• _Challenge_: Write each line out again exactly as written.

-- Input material start --

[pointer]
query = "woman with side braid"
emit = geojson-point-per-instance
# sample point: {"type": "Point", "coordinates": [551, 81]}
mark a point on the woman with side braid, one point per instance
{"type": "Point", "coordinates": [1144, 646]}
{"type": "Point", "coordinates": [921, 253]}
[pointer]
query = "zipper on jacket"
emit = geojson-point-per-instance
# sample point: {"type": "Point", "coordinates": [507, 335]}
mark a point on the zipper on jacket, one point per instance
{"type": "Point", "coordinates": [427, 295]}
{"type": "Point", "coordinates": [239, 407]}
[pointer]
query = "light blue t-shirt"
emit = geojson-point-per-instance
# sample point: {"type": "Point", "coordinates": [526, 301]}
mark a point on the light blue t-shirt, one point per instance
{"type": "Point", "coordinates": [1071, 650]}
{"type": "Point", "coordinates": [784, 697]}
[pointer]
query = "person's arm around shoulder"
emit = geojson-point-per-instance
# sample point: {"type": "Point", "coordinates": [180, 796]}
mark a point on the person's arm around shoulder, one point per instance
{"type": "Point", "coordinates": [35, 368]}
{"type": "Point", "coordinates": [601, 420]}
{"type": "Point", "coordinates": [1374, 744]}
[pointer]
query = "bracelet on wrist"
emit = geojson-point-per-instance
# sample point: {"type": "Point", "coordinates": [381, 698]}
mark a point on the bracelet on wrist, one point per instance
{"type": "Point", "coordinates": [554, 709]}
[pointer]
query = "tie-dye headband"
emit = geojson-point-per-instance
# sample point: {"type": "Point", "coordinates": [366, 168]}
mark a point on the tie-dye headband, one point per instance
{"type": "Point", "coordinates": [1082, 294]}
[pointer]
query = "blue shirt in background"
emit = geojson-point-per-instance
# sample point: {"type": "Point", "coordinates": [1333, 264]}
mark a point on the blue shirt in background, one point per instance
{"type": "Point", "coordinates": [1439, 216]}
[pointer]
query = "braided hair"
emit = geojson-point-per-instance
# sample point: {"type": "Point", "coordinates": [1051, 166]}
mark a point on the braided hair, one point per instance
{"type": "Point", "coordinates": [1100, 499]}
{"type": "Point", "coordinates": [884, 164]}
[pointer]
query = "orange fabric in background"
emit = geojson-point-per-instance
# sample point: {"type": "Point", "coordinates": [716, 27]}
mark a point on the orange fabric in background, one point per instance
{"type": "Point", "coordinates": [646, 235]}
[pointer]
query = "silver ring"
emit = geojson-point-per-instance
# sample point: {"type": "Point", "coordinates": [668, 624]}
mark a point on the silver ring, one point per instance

-- Input material end --

• _Output below_:
[pointer]
query = "woman with side braid"
emit = geojson-point-per-instance
# sample point: {"type": "Point", "coordinates": [551, 81]}
mark a point on the woman with side braid, one point per instance
{"type": "Point", "coordinates": [1144, 646]}
{"type": "Point", "coordinates": [921, 253]}
[pointer]
query = "zipper on jacket"
emit = geojson-point-per-instance
# sample point: {"type": "Point", "coordinates": [507, 335]}
mark a point on the zipper on jacket, one point per instance
{"type": "Point", "coordinates": [427, 295]}
{"type": "Point", "coordinates": [239, 407]}
[pointer]
query = "light blue t-shirt"
emit = geojson-point-per-instance
# sample point: {"type": "Point", "coordinates": [526, 301]}
mark a point on the light blue t-shirt, one point per instance
{"type": "Point", "coordinates": [1071, 650]}
{"type": "Point", "coordinates": [784, 697]}
[pointer]
query = "person's arm around shoulder"
emit = geojson-point-per-instance
# sample point: {"type": "Point", "coordinates": [180, 796]}
mark a point on the person's arm around shoulder, one point per instance
{"type": "Point", "coordinates": [35, 368]}
{"type": "Point", "coordinates": [601, 420]}
{"type": "Point", "coordinates": [1374, 744]}
[pointer]
query = "bracelet on wrist"
emit = geojson-point-per-instance
# sample point: {"type": "Point", "coordinates": [381, 698]}
mark a point on the bracelet on wrist, one point per instance
{"type": "Point", "coordinates": [554, 709]}
[pointer]
query = "tie-dye headband"
emit = geojson-point-per-instance
# sample point: {"type": "Point", "coordinates": [366, 168]}
mark a point on the tie-dye headband, one point per instance
{"type": "Point", "coordinates": [1082, 294]}
[pointer]
query = "blue shirt in background"
emit = geojson-point-per-instance
# sample point: {"type": "Point", "coordinates": [1333, 264]}
mark a point on the blue shirt in background, one point per instance
{"type": "Point", "coordinates": [1439, 216]}
[pointer]
query = "braided hair"
emit = geojson-point-per-instance
# sample point: {"type": "Point", "coordinates": [1051, 166]}
mark a point on the braided hair, one point per instance
{"type": "Point", "coordinates": [1100, 499]}
{"type": "Point", "coordinates": [884, 164]}
[pointer]
query = "orange fabric in background"
emit = geojson-point-per-instance
# sample point: {"type": "Point", "coordinates": [716, 27]}
mark a point on the orange fabric in background, one point per instance
{"type": "Point", "coordinates": [646, 235]}
[pointer]
query = "silver ring"
emit = geojson-point-per-instance
# sample point: {"type": "Point", "coordinates": [668, 624]}
mark a point on the silver ring, one point per instance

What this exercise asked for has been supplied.